◆ **WORK TASK**
Somewhere below is a line with "positive clicks: (136, 144)" and, later, a line with "positive clicks: (509, 377)"; repeat those two lines and all the lines between them, exactly as they are.
##### EXTRACTED RECORDS #####
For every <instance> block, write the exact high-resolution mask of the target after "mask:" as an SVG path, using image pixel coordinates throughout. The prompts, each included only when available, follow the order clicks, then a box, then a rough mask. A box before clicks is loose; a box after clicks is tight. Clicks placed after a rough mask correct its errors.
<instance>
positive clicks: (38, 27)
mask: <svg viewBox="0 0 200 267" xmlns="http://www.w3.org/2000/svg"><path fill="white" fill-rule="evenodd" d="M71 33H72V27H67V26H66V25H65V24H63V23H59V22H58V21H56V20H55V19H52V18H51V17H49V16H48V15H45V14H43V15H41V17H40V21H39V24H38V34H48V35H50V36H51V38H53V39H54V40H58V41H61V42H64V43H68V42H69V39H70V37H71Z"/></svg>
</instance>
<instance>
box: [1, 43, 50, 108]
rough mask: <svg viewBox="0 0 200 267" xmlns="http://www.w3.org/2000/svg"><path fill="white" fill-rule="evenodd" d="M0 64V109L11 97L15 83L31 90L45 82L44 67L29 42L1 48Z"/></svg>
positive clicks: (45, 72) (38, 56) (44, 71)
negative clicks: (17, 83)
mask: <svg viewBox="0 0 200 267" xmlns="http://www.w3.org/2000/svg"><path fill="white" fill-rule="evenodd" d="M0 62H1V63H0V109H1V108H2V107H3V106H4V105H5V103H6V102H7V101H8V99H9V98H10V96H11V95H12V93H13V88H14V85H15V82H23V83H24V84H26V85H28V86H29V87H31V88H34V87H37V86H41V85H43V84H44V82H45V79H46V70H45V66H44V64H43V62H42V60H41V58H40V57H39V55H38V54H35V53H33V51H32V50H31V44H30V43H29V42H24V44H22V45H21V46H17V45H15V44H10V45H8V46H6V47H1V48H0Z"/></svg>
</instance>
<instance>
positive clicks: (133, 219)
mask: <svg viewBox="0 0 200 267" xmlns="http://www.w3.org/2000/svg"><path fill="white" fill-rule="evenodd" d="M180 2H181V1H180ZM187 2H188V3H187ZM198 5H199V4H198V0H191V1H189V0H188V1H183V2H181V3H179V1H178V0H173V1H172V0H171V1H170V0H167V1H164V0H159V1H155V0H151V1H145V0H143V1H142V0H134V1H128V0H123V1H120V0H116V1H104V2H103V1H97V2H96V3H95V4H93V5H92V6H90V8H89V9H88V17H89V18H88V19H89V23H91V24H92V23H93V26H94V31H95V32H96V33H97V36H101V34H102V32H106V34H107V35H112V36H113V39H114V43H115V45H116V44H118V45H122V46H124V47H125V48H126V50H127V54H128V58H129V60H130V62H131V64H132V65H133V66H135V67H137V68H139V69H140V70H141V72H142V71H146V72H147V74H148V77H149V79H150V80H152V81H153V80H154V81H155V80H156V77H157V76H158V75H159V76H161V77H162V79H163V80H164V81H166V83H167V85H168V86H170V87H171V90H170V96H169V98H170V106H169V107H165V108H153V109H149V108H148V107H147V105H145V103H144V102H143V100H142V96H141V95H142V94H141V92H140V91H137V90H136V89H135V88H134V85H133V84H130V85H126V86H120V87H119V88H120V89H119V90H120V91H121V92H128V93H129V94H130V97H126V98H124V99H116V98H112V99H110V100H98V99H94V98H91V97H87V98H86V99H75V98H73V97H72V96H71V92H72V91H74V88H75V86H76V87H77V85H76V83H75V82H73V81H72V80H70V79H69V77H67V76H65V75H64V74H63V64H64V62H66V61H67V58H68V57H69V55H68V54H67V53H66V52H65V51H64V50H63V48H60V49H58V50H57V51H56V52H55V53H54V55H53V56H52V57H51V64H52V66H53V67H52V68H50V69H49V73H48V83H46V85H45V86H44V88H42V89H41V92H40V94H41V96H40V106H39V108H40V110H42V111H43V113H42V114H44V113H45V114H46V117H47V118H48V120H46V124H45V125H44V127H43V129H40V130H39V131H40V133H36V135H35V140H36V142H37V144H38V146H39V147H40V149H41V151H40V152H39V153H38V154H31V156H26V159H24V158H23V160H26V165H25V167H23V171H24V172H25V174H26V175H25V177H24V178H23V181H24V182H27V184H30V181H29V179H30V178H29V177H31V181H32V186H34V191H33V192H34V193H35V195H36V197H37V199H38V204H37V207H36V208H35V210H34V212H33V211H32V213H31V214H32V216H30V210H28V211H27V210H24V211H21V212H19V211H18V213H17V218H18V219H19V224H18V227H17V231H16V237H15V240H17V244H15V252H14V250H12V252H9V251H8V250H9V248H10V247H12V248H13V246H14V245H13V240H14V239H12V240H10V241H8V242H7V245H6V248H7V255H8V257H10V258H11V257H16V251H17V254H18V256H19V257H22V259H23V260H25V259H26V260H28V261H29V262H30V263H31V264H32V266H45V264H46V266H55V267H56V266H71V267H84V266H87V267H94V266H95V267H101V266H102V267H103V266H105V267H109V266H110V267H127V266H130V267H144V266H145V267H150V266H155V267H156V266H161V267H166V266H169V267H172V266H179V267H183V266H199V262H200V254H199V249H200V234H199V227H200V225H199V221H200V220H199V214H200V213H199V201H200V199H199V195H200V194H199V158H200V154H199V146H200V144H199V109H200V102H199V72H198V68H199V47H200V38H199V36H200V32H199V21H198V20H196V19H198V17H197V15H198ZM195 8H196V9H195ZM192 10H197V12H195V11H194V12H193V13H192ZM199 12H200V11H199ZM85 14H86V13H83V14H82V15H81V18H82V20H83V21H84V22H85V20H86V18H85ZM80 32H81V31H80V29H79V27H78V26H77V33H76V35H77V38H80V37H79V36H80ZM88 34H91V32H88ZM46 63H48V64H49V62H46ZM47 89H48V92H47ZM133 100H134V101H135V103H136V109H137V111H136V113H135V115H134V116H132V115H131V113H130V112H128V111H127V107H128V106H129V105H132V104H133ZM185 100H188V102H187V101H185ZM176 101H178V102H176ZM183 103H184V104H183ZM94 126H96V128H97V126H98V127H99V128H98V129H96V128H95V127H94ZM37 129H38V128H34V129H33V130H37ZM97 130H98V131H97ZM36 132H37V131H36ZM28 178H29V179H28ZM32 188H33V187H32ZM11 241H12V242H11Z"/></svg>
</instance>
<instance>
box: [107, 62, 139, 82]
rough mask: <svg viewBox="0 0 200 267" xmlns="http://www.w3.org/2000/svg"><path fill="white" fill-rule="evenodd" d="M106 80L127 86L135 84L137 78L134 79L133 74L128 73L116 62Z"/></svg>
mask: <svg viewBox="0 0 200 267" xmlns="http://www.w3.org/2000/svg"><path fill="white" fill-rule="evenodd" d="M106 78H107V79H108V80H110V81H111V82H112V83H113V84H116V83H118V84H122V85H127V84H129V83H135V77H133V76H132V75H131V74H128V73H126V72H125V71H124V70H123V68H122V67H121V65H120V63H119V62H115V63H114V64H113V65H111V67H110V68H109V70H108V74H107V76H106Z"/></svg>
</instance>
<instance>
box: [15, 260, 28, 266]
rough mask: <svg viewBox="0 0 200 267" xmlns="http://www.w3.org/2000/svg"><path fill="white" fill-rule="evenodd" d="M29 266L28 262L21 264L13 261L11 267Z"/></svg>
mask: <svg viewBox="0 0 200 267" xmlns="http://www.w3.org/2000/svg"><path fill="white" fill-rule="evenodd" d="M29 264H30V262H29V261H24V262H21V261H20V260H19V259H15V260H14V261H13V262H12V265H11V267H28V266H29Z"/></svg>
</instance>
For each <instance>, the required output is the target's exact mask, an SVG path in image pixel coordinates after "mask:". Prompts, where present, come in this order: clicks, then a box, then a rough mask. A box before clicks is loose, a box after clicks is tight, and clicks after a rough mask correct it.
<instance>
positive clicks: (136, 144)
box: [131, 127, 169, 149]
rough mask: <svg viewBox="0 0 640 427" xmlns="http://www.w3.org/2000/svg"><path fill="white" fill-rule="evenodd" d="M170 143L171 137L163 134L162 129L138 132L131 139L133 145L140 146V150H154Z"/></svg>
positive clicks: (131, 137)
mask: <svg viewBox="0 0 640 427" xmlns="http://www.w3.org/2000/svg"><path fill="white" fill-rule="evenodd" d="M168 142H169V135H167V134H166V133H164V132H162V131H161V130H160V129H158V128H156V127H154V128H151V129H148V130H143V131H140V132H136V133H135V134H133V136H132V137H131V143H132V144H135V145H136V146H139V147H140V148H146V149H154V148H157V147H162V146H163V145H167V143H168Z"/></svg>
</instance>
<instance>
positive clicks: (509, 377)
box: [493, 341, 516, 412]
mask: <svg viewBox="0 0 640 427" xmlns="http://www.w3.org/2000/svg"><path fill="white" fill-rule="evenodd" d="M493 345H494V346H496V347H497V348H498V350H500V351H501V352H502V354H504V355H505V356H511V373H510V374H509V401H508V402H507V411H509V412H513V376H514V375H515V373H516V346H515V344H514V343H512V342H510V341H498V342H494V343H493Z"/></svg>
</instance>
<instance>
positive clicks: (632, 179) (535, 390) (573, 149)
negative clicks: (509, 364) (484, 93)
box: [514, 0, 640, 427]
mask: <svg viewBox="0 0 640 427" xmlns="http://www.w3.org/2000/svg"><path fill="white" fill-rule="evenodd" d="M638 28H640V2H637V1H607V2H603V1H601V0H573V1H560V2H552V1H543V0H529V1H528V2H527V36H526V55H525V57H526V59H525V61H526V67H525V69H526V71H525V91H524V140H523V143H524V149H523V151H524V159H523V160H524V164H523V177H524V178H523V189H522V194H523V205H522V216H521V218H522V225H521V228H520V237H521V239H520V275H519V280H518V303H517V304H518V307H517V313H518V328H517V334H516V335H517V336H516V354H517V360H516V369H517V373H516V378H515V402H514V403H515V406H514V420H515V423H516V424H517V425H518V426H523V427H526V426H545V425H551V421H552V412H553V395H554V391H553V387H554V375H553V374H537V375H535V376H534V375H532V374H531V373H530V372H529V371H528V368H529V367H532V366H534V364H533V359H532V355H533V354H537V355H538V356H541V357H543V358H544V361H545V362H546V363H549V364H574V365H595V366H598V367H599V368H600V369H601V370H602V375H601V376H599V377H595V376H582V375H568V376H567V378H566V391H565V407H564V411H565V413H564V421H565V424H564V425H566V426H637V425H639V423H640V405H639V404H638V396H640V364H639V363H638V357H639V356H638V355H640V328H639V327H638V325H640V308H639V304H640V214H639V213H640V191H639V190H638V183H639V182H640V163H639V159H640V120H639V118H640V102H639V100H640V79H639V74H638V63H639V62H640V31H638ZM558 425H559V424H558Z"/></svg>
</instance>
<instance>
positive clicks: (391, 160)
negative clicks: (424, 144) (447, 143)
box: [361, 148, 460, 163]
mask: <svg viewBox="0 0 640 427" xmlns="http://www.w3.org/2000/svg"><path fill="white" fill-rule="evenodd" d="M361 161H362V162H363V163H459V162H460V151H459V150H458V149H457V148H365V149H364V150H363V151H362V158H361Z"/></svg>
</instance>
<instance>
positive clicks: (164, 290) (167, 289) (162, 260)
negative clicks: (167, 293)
#####
◆ **EXERCISE SOLUTION**
positive clicks: (136, 144)
box: [131, 127, 169, 149]
rough mask: <svg viewBox="0 0 640 427" xmlns="http://www.w3.org/2000/svg"><path fill="white" fill-rule="evenodd" d="M170 143L171 137L163 134L162 129L138 132L131 139L133 145L140 146V150H154Z"/></svg>
positive clicks: (131, 137)
mask: <svg viewBox="0 0 640 427" xmlns="http://www.w3.org/2000/svg"><path fill="white" fill-rule="evenodd" d="M168 142H169V135H167V134H166V133H164V132H162V131H161V130H160V129H158V128H156V127H154V128H151V129H148V130H143V131H140V132H136V133H135V134H133V136H132V137H131V143H132V144H135V145H136V146H139V147H140V148H146V149H154V148H157V147H162V146H163V145H167V143H168Z"/></svg>
</instance>
<instance>
positive clicks: (509, 377)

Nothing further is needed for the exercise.